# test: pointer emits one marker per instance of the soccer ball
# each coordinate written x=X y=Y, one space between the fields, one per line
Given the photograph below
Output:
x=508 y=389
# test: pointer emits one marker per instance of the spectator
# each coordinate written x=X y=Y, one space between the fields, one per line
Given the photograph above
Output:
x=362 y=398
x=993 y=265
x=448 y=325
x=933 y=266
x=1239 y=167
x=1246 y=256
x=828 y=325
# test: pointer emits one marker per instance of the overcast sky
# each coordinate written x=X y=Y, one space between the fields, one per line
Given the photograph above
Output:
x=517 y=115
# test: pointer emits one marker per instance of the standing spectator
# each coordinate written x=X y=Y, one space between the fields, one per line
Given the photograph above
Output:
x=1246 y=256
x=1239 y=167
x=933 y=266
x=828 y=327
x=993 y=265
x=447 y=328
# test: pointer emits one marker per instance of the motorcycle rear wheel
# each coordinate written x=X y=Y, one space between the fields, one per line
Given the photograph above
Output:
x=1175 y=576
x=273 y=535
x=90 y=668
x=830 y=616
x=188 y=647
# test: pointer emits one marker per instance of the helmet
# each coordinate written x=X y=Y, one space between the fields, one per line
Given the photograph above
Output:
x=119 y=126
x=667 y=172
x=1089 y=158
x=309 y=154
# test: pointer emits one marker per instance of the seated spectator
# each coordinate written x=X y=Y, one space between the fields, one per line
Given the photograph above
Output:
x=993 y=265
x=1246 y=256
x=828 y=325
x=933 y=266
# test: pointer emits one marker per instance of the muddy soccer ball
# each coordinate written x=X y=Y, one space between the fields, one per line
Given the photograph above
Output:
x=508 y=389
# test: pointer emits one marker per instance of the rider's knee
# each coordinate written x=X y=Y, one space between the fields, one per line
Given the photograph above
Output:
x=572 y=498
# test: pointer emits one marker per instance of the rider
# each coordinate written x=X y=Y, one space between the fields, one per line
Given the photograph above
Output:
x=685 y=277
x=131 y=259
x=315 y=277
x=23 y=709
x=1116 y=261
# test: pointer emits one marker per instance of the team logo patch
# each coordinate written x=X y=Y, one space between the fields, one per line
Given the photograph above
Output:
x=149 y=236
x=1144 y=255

★ ★ ★ ★ ★

- [Task objective] Lines from the records above that hold "soccer" are the ones to list.

- [Response to the task]
# test: pointer emits one marker per instance of the soccer ball
# test: pointer emits one marker per instance of the muddy soccer ball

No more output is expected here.